==== Source extract
Search code examples
cstrtok

Strtok strange behaviour


I'm having some troubles using strtok function. As an exercise I have to deal with a text file by ruling out white spaces, transforming initials into capital letters and printing no more than 20 characters in a line.

Here is a fragment of my code:

fgets(sentence, SIZE, f1_ptr);
    char *tok_ptr = strtok(sentence, " \n"); //tokenazing each line read
    tok_ptr[0] = toupper(tok_ptr[0]); //initials to capital letters

    int num = 0, i;

    while (!feof(f1_ptr)) {
        while (tok_ptr != NULL) {
            for (i = num; i < strlen(tok_ptr) + num; i++) {
                if (i % 20 == 0 && i != 0) //maximum of 20 char per line
                    fputc('\n', stdout);
                fputc(tok_ptr[i - num], stdout);
            }

            num = i;

            tok_ptr = strtok(NULL, " \n");
            if (tok_ptr != NULL)
========
→ **Requirement 1**
According to the strtok post, what is the maximum number of characters the exercise allows to be printed on a line?
→ **Requirement 2**
Write out the part of the strtok post that begins with the words "Search code examples" and stops after the words "characters in a line.", keeping every character unchanged.
==== Supplied material
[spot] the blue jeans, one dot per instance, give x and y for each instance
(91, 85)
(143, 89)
========
→ **Written response 1**
No more than 20 characters per line.

→ **Written response 2**
Search code examples
cstrtok

Strtok strange behaviour


I'm having some troubles using strtok function. As an exercise I have to deal with a text file by ruling out white spaces, transforming initials into capital letters and printing no more than 20 characters in a line.